### Given instruction
Repeat word for word the part of the lines below that opens with the line containing "tag=wall-mounted lamp" and closes with the line containing "[107,641,297,650]", with both of those lines included.

+++ Record set

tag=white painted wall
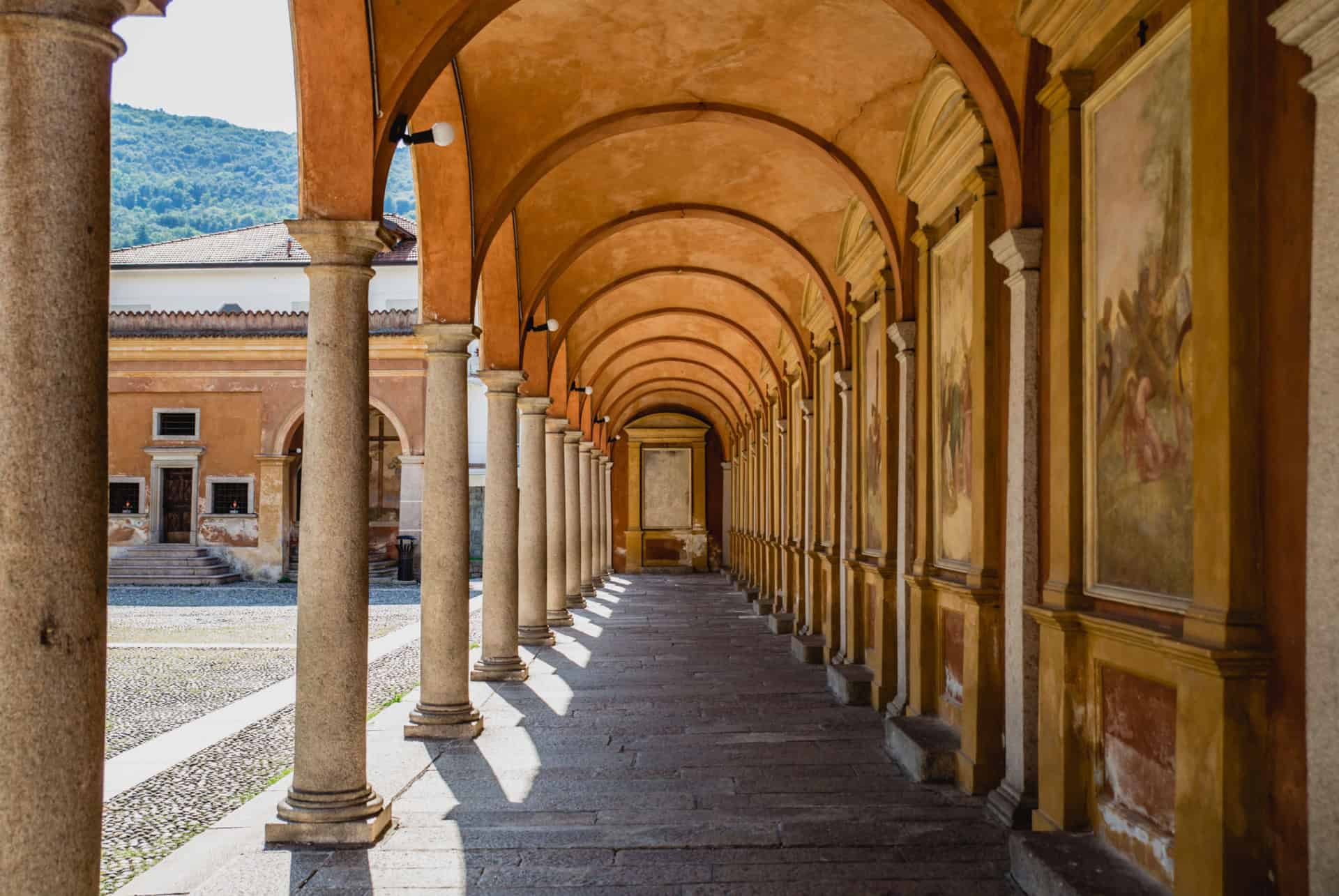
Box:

++++++
+++ Record set

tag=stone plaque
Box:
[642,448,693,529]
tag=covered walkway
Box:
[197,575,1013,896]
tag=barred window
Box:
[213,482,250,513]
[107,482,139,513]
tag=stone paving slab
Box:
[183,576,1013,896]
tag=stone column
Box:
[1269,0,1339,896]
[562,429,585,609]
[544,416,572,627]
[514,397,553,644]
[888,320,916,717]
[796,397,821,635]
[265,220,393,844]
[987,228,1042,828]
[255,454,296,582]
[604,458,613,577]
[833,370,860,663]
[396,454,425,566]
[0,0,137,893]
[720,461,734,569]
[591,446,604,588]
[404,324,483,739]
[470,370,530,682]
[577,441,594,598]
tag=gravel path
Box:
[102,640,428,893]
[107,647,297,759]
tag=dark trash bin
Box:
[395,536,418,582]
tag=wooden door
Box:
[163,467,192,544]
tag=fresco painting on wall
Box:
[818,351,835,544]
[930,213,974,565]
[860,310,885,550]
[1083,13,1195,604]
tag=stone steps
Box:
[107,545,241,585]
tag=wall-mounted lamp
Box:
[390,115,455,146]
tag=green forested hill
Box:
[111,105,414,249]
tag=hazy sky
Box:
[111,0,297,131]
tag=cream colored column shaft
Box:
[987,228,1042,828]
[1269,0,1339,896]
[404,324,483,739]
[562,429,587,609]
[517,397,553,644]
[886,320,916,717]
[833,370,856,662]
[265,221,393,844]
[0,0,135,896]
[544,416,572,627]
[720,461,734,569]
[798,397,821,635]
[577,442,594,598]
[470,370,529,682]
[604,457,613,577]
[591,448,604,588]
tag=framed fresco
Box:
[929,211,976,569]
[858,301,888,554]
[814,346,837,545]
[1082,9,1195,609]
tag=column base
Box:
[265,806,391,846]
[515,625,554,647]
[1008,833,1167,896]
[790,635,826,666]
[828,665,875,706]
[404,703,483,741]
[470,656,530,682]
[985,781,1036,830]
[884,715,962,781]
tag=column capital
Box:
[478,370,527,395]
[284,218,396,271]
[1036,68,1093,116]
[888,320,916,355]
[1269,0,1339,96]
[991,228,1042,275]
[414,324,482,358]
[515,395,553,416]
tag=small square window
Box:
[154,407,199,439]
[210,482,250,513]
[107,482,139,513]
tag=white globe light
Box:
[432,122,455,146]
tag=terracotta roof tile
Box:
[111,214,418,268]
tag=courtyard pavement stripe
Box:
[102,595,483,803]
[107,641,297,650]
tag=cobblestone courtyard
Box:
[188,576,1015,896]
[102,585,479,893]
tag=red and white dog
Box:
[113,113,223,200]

++++++
+++ Record set

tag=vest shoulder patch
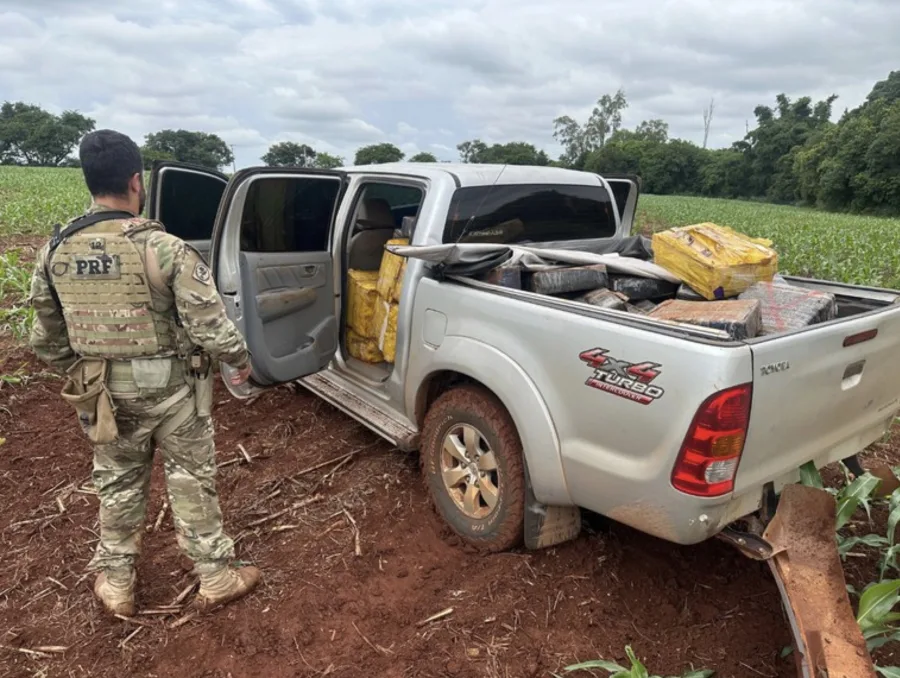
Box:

++++++

### Answer for the task
tag=wall-mounted lamp
Box:
[390,115,455,146]
tag=green forested hill
Box:
[111,105,414,249]
tag=hazy sky
Box:
[111,0,297,131]
tag=cream colored column shaft
Box:
[987,228,1042,828]
[1269,0,1339,896]
[404,324,483,739]
[562,429,587,609]
[517,397,553,644]
[886,320,916,717]
[833,370,856,662]
[265,221,393,844]
[0,0,135,896]
[544,416,572,627]
[720,461,734,569]
[798,397,821,635]
[577,442,594,598]
[470,370,529,682]
[604,457,613,577]
[591,448,604,588]
tag=framed fresco
Box:
[929,211,976,569]
[858,301,888,554]
[814,346,837,545]
[1082,9,1195,609]
tag=column base
Box:
[265,806,391,846]
[515,625,554,647]
[1008,833,1167,896]
[790,635,826,666]
[828,665,875,706]
[404,703,483,741]
[470,656,530,682]
[985,781,1036,830]
[884,715,962,781]
tag=column capital
Box:
[478,370,527,395]
[284,218,396,271]
[1036,68,1093,116]
[888,320,916,355]
[1269,0,1339,96]
[991,228,1042,275]
[414,324,482,358]
[515,395,553,416]
tag=small square window
Box:
[154,407,199,439]
[210,482,250,513]
[107,482,139,513]
tag=white globe light
Box:
[432,122,455,146]
tag=terracotta roof tile
Box:
[111,214,418,268]
tag=courtyard pavement stripe
Box:
[102,595,483,803]
[107,641,297,650]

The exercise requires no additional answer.